**TASK PROMPT:**
Reproduce every item below verbatim, leaving out the pictures.

____________________

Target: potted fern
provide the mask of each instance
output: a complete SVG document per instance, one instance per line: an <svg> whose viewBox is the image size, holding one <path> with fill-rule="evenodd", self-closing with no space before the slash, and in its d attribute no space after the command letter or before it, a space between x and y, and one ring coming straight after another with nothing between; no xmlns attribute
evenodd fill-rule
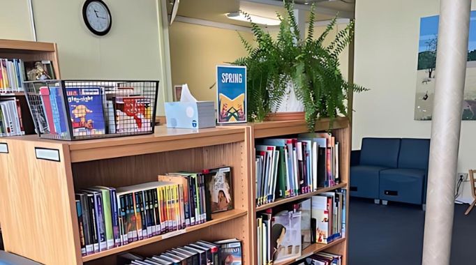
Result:
<svg viewBox="0 0 476 265"><path fill-rule="evenodd" d="M278 15L281 24L277 37L273 38L244 14L251 22L255 36L253 46L241 38L248 55L234 63L246 66L248 121L261 122L273 110L295 99L304 110L310 130L313 130L318 119L327 117L331 126L338 113L347 114L345 100L347 92L366 90L345 81L339 70L339 56L349 44L353 36L351 22L339 31L329 45L324 40L334 29L336 18L325 31L314 38L314 7L311 9L307 37L301 39L293 4L285 1L286 16ZM241 37L241 36L240 36Z"/></svg>

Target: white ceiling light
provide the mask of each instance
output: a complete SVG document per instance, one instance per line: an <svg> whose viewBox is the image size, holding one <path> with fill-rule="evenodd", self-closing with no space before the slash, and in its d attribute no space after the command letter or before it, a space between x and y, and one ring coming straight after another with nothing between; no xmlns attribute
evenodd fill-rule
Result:
<svg viewBox="0 0 476 265"><path fill-rule="evenodd" d="M252 14L248 14L248 15L250 16L252 22L262 25L276 26L281 22L279 20L274 18L265 17ZM226 14L226 16L231 20L244 21L246 22L249 22L244 15L239 12L229 13Z"/></svg>

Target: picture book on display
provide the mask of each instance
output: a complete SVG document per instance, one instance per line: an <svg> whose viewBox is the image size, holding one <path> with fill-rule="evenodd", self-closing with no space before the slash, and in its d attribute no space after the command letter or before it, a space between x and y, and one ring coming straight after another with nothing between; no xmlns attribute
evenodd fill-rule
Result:
<svg viewBox="0 0 476 265"><path fill-rule="evenodd" d="M246 122L246 67L216 66L218 123Z"/></svg>
<svg viewBox="0 0 476 265"><path fill-rule="evenodd" d="M152 113L149 98L118 96L114 100L117 132L151 130Z"/></svg>
<svg viewBox="0 0 476 265"><path fill-rule="evenodd" d="M272 216L271 251L276 263L301 256L301 213L283 211Z"/></svg>
<svg viewBox="0 0 476 265"><path fill-rule="evenodd" d="M105 133L101 88L68 88L66 97L74 136Z"/></svg>
<svg viewBox="0 0 476 265"><path fill-rule="evenodd" d="M289 262L312 244L328 244L344 237L345 198L346 190L337 188L258 212L258 264Z"/></svg>
<svg viewBox="0 0 476 265"><path fill-rule="evenodd" d="M233 209L231 169L221 167L203 171L206 193L211 204L211 213Z"/></svg>

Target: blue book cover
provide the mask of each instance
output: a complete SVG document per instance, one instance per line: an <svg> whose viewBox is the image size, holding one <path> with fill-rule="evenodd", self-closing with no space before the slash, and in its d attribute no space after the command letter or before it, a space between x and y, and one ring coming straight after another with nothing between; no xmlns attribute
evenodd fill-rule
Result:
<svg viewBox="0 0 476 265"><path fill-rule="evenodd" d="M61 96L61 89L58 87L50 88L50 101L51 109L53 114L53 123L57 134L61 135L68 131L65 113L63 111L62 101Z"/></svg>
<svg viewBox="0 0 476 265"><path fill-rule="evenodd" d="M218 123L246 122L246 67L216 66Z"/></svg>
<svg viewBox="0 0 476 265"><path fill-rule="evenodd" d="M74 136L105 133L101 88L68 88L66 96Z"/></svg>

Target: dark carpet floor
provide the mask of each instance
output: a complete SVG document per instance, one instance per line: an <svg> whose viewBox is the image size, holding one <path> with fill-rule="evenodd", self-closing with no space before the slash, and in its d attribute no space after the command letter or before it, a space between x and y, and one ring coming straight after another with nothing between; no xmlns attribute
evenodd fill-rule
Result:
<svg viewBox="0 0 476 265"><path fill-rule="evenodd" d="M450 264L476 264L476 209L455 205ZM420 206L351 198L349 265L422 264L424 212Z"/></svg>

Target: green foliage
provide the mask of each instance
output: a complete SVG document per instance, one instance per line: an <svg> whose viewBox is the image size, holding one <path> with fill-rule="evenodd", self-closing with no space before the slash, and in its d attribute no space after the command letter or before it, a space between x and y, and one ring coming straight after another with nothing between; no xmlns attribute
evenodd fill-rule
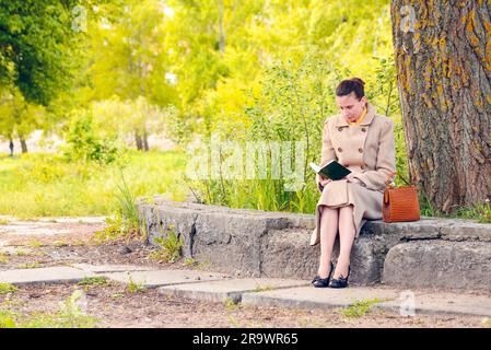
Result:
<svg viewBox="0 0 491 350"><path fill-rule="evenodd" d="M10 283L0 283L0 295L15 293L17 288Z"/></svg>
<svg viewBox="0 0 491 350"><path fill-rule="evenodd" d="M122 165L118 160L102 166L97 162L67 163L56 154L12 159L0 153L0 212L19 218L117 217L121 166L133 197L161 194L173 200L186 198L182 152L127 151L121 156L126 160Z"/></svg>
<svg viewBox="0 0 491 350"><path fill-rule="evenodd" d="M145 291L143 283L137 283L133 281L131 275L128 272L128 285L127 291L129 293L142 293Z"/></svg>
<svg viewBox="0 0 491 350"><path fill-rule="evenodd" d="M364 316L366 313L371 312L375 304L382 303L386 300L372 299L372 300L356 300L349 307L342 308L341 313L346 317L355 318Z"/></svg>
<svg viewBox="0 0 491 350"><path fill-rule="evenodd" d="M83 37L71 25L71 10L80 3L78 0L2 1L0 83L13 84L28 102L45 105L58 91L68 89Z"/></svg>
<svg viewBox="0 0 491 350"><path fill-rule="evenodd" d="M79 285L107 285L109 282L105 277L84 277L79 283Z"/></svg>
<svg viewBox="0 0 491 350"><path fill-rule="evenodd" d="M150 254L151 259L167 262L179 259L184 242L173 230L168 230L162 237L155 237L154 241L160 245L160 249Z"/></svg>

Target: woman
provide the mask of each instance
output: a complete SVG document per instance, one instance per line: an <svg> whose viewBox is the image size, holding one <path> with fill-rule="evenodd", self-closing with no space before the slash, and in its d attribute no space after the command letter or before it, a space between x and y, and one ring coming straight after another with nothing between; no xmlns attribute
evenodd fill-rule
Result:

____________________

**FINAL RESULT:**
Target: potted fern
provide the mask of each instance
output: a complete SVG document per instance, one instance per line: an <svg> whose viewBox is the image size, holding one <path> with fill-rule="evenodd", self-closing with no space before the slash, and in its d attribute no space after the command letter or before it, a space between x and y, and one ring coming straight after another with nothing between; no xmlns attribute
evenodd fill-rule
Result:
<svg viewBox="0 0 476 265"><path fill-rule="evenodd" d="M278 15L281 24L277 37L273 38L244 14L251 22L255 36L253 46L241 38L248 55L234 63L246 66L248 121L261 122L273 110L295 99L304 110L310 130L313 130L318 119L327 117L331 126L338 113L347 114L345 100L347 92L366 90L345 81L339 70L339 56L349 44L353 36L351 22L339 31L329 45L324 40L334 29L336 18L325 31L314 38L314 7L311 9L307 37L301 39L293 4L285 1L286 16ZM241 37L241 36L240 36Z"/></svg>

Target: white ceiling light
provide the mask of each instance
output: a complete SVG document per instance, one instance per line: an <svg> whose viewBox is the image size, holding one <path> with fill-rule="evenodd", self-closing with no space before the slash, and in its d attribute no space after the command letter or before it, a space between x and y, and one ring coming straight after another with nothing between; no xmlns attribute
evenodd fill-rule
Result:
<svg viewBox="0 0 476 265"><path fill-rule="evenodd" d="M252 14L248 14L248 15L250 16L252 22L262 25L276 26L281 22L279 20L274 18L265 17ZM226 14L226 16L231 20L244 21L246 22L249 22L244 15L239 12L229 13Z"/></svg>

Target: picture book on display
provide the mask of each instance
output: a complete SVG document per instance, one instance per line: an <svg> whose viewBox is the image size, holding one <path> with fill-rule="evenodd", self-closing with no space before the slash, and in its d attribute no space after the command letter or before it, a space between x and y, and one ring coming straight after another with nothing between; no xmlns attribute
evenodd fill-rule
Result:
<svg viewBox="0 0 476 265"><path fill-rule="evenodd" d="M246 122L246 67L216 66L218 123Z"/></svg>
<svg viewBox="0 0 476 265"><path fill-rule="evenodd" d="M152 113L149 98L118 96L114 100L117 132L151 130Z"/></svg>
<svg viewBox="0 0 476 265"><path fill-rule="evenodd" d="M272 216L271 251L276 263L301 256L301 213L283 211Z"/></svg>
<svg viewBox="0 0 476 265"><path fill-rule="evenodd" d="M105 133L101 88L68 88L66 97L74 136Z"/></svg>
<svg viewBox="0 0 476 265"><path fill-rule="evenodd" d="M289 262L312 244L328 244L344 237L345 198L346 190L337 188L258 212L258 264Z"/></svg>
<svg viewBox="0 0 476 265"><path fill-rule="evenodd" d="M233 209L231 169L221 167L203 171L206 193L211 204L211 213Z"/></svg>

Target: blue book cover
provide the mask of each instance
output: a complete SVG document per instance, one instance per line: an <svg> whose viewBox is the image size, holding one <path> with fill-rule="evenodd", self-closing with no space before the slash, and in its d attribute no space after the command letter or before it, a space between x and y, and one ring coming straight after another with nothing between; no xmlns attribute
evenodd fill-rule
Result:
<svg viewBox="0 0 476 265"><path fill-rule="evenodd" d="M61 96L61 89L58 87L50 88L50 101L51 109L53 114L53 123L57 134L61 135L68 131L65 113L63 111L62 101Z"/></svg>
<svg viewBox="0 0 476 265"><path fill-rule="evenodd" d="M218 123L246 122L246 67L216 66Z"/></svg>
<svg viewBox="0 0 476 265"><path fill-rule="evenodd" d="M74 136L105 133L101 88L68 88L66 96Z"/></svg>

Target: dark carpet floor
provide the mask of each instance
output: a complete SVG document per instance, one instance per line: an <svg> whose viewBox is the image size, holding one <path> with fill-rule="evenodd", self-closing with no space before the slash, and in its d attribute no space after the command letter or before it, a space between x and y, and one ring coming straight after another with nothing between; no xmlns attribute
evenodd fill-rule
Result:
<svg viewBox="0 0 476 265"><path fill-rule="evenodd" d="M450 264L476 264L476 209L455 205ZM420 206L351 198L349 265L422 264L424 212Z"/></svg>

Target: green foliage
provide the mask of each instance
output: a complete SVG document per instance, one instance per line: an <svg> whose viewBox is the image size, holding one <path> with fill-rule="evenodd", self-closing with no space before the slash, and in its d attribute no space after the command letter or before it, a space between x and y, and one ring coming straight after another with nothing between; no xmlns attribute
evenodd fill-rule
Result:
<svg viewBox="0 0 491 350"><path fill-rule="evenodd" d="M10 283L0 283L0 295L15 293L17 288Z"/></svg>
<svg viewBox="0 0 491 350"><path fill-rule="evenodd" d="M122 165L118 160L102 166L97 162L67 163L56 154L12 159L0 153L0 212L19 218L117 217L121 166L133 197L161 194L173 200L186 198L182 152L127 151L121 156L126 160Z"/></svg>
<svg viewBox="0 0 491 350"><path fill-rule="evenodd" d="M145 291L143 283L137 283L133 281L131 275L128 272L128 285L127 291L129 293L142 293Z"/></svg>
<svg viewBox="0 0 491 350"><path fill-rule="evenodd" d="M364 316L366 313L371 312L375 304L382 303L386 300L372 299L372 300L356 300L349 307L342 308L341 313L346 317L355 318Z"/></svg>
<svg viewBox="0 0 491 350"><path fill-rule="evenodd" d="M83 37L71 25L71 10L80 3L78 0L2 1L0 83L13 84L28 102L45 105L58 91L68 89Z"/></svg>
<svg viewBox="0 0 491 350"><path fill-rule="evenodd" d="M79 285L107 285L109 282L105 277L84 277L79 283Z"/></svg>
<svg viewBox="0 0 491 350"><path fill-rule="evenodd" d="M150 254L151 259L167 262L179 259L184 242L173 230L168 230L162 237L155 237L154 241L160 245L160 249Z"/></svg>

Target: woman
provide the mask of each instance
output: a complete SVG document per instance, one instance per line: an <svg> whose viewBox is the image size, holding one <path> with fill-rule="evenodd", self-closing with no space before the slash, and in its d attribute no space after the command letter or before it, a space between x and y, and one ring coming straight after another with nothing between; no xmlns attribute
evenodd fill-rule
Result:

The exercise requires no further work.